What to do
Gather every line in the entries below that contains the word "climbing".

--- START OF Stored records ---

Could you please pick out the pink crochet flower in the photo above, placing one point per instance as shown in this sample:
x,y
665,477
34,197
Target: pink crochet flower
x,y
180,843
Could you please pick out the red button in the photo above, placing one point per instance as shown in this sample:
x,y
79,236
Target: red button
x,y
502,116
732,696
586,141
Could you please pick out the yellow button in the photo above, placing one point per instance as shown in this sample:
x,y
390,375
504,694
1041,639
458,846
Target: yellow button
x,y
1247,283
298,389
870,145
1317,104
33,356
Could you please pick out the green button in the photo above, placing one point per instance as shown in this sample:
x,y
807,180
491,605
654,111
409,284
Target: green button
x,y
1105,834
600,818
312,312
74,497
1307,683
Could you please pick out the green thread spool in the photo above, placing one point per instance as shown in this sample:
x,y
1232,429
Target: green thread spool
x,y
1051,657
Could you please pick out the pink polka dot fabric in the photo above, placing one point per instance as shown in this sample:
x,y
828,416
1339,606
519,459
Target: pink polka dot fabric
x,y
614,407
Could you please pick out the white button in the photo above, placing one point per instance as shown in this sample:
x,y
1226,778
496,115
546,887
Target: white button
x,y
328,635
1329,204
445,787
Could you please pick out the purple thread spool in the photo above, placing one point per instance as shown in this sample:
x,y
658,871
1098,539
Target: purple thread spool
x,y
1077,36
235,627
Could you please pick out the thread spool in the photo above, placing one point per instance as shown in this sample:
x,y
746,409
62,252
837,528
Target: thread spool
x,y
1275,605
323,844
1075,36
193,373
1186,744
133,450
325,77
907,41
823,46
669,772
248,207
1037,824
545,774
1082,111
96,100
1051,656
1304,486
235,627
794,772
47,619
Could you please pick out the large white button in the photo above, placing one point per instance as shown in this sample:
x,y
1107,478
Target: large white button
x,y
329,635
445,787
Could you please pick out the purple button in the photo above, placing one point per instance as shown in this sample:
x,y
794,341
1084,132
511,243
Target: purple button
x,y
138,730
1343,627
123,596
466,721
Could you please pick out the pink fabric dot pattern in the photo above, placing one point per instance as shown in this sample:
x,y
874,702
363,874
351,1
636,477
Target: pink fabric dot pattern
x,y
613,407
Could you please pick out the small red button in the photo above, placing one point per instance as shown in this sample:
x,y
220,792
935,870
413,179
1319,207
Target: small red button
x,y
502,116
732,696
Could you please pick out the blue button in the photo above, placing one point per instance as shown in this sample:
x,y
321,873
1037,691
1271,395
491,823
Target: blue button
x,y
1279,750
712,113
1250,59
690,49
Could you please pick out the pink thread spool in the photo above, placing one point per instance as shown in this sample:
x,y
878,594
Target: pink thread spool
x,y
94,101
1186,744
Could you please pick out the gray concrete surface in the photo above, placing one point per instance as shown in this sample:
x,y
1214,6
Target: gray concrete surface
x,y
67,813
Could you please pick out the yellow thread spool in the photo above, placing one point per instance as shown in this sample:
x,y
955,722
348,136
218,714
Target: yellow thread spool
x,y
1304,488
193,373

--- END OF Stored records ---
--- START OF Stored records ---

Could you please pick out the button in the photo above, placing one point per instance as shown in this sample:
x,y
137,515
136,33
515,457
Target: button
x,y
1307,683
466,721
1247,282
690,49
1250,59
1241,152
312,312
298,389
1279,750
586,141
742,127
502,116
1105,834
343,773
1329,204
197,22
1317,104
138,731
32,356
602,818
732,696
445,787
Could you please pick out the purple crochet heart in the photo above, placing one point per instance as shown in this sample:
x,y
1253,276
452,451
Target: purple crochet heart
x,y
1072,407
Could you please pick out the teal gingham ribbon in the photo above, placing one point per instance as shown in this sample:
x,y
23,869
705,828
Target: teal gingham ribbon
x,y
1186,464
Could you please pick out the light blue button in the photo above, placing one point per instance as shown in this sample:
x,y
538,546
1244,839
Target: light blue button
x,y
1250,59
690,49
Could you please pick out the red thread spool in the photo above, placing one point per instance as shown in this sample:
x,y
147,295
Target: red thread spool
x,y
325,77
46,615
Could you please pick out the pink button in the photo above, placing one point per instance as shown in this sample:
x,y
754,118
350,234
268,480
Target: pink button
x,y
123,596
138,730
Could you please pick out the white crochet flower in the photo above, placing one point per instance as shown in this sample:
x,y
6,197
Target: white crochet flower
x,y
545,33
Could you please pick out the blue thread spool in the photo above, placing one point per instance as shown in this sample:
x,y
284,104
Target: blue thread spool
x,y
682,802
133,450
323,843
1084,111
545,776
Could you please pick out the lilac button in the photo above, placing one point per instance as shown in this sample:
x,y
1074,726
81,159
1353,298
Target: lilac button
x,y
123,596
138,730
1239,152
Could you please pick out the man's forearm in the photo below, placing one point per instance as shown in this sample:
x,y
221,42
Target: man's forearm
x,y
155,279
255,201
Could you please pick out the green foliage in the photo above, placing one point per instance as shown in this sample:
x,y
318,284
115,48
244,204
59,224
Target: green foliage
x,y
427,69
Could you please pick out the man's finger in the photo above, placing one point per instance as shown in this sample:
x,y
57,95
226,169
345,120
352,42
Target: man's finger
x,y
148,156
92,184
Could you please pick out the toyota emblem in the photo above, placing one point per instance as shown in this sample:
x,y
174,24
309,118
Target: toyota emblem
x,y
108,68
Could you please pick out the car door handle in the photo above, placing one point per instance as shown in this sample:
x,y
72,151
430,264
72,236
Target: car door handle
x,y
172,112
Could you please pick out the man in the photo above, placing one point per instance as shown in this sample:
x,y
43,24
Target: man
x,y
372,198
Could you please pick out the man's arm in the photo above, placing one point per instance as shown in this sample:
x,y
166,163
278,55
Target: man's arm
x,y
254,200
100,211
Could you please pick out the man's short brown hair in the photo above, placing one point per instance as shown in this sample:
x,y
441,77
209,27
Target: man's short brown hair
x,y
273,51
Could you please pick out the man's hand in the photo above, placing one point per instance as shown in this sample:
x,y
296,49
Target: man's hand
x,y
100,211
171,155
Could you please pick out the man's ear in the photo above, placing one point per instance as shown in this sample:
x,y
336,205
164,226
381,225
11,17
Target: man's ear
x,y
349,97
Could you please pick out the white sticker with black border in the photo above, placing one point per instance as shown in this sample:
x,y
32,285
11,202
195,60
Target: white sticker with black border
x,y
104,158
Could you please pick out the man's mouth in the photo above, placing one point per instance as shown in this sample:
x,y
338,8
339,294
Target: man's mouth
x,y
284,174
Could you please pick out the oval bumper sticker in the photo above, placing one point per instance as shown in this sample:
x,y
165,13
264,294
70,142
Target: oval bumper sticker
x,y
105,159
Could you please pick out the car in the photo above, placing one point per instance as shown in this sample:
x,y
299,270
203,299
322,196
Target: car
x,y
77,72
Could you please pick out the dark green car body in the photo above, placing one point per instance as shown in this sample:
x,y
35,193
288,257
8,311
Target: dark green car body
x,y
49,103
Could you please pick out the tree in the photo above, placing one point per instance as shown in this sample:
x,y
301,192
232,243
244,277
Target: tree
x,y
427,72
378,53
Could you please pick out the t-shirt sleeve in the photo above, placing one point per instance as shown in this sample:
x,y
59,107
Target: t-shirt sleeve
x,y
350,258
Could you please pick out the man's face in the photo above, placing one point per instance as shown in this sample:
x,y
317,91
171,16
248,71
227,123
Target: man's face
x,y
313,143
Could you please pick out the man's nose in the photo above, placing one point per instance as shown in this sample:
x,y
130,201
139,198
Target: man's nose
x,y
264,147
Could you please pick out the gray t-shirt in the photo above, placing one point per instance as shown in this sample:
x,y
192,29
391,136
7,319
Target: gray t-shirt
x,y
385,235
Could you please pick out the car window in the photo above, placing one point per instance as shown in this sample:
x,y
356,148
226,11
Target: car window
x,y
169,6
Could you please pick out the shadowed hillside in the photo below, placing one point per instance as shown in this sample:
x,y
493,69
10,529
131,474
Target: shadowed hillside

--- END OF Stored records ---
--- START OF Stored records ---

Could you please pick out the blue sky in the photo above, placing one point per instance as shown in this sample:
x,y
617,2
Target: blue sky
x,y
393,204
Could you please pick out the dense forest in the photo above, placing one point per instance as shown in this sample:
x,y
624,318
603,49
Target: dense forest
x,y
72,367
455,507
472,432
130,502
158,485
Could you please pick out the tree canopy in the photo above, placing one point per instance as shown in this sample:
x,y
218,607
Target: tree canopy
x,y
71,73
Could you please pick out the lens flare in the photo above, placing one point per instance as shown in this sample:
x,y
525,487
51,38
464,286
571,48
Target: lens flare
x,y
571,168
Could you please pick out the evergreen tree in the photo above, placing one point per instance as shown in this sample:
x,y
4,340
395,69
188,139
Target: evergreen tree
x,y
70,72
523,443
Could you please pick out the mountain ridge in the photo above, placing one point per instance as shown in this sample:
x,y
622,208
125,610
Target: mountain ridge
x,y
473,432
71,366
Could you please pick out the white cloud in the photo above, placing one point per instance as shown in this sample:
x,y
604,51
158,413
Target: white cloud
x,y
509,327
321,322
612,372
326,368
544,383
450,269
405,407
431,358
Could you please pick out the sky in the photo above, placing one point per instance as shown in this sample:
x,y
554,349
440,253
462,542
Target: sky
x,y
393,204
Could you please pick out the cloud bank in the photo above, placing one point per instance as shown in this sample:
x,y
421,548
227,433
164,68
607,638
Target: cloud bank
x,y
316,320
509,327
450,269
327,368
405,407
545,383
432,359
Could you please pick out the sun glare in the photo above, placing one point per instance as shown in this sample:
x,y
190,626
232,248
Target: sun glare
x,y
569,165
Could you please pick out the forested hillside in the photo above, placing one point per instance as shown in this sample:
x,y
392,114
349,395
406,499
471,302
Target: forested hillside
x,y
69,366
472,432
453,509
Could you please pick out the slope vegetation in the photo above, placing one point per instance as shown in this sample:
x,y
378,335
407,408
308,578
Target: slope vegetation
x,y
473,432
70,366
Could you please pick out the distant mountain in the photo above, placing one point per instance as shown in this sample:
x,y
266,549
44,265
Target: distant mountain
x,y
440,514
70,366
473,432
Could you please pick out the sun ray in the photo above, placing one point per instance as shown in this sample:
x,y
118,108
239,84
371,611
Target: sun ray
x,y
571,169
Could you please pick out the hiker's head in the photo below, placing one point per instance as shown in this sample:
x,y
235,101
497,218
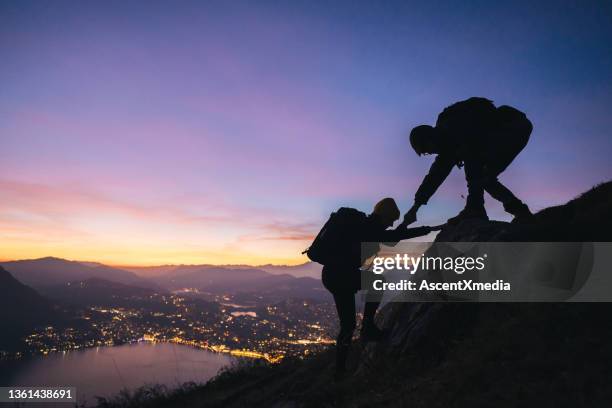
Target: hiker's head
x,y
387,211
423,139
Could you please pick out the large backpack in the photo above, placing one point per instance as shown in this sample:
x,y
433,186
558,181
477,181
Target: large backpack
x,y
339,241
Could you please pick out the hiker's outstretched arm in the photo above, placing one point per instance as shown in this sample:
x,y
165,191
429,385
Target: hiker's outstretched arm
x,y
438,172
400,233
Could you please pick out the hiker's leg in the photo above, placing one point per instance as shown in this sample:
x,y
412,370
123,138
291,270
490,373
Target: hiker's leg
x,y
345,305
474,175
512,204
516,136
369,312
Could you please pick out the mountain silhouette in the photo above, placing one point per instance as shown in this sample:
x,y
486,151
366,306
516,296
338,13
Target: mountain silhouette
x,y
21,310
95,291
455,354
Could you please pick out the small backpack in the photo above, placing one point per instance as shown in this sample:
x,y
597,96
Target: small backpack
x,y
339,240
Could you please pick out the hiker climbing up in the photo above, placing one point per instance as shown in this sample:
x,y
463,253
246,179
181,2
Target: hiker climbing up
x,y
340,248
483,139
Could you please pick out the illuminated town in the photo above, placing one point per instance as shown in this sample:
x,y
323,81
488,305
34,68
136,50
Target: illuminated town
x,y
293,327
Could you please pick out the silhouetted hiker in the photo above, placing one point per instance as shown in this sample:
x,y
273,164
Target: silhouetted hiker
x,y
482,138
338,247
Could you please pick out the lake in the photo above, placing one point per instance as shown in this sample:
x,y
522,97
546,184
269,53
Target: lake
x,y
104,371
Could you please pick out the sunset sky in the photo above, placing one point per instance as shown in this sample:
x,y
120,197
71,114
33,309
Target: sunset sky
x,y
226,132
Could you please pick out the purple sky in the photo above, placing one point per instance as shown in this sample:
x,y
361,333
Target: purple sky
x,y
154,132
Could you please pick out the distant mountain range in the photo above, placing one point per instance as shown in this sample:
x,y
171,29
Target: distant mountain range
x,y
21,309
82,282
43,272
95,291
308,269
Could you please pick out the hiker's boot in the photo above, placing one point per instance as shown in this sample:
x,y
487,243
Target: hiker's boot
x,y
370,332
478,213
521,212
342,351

--- END OF Stored records ---

Exercise result
Could you please pick out the hiker climbing up in the photo above, placing one point per instance as shown in this sample:
Target: hiker climbing up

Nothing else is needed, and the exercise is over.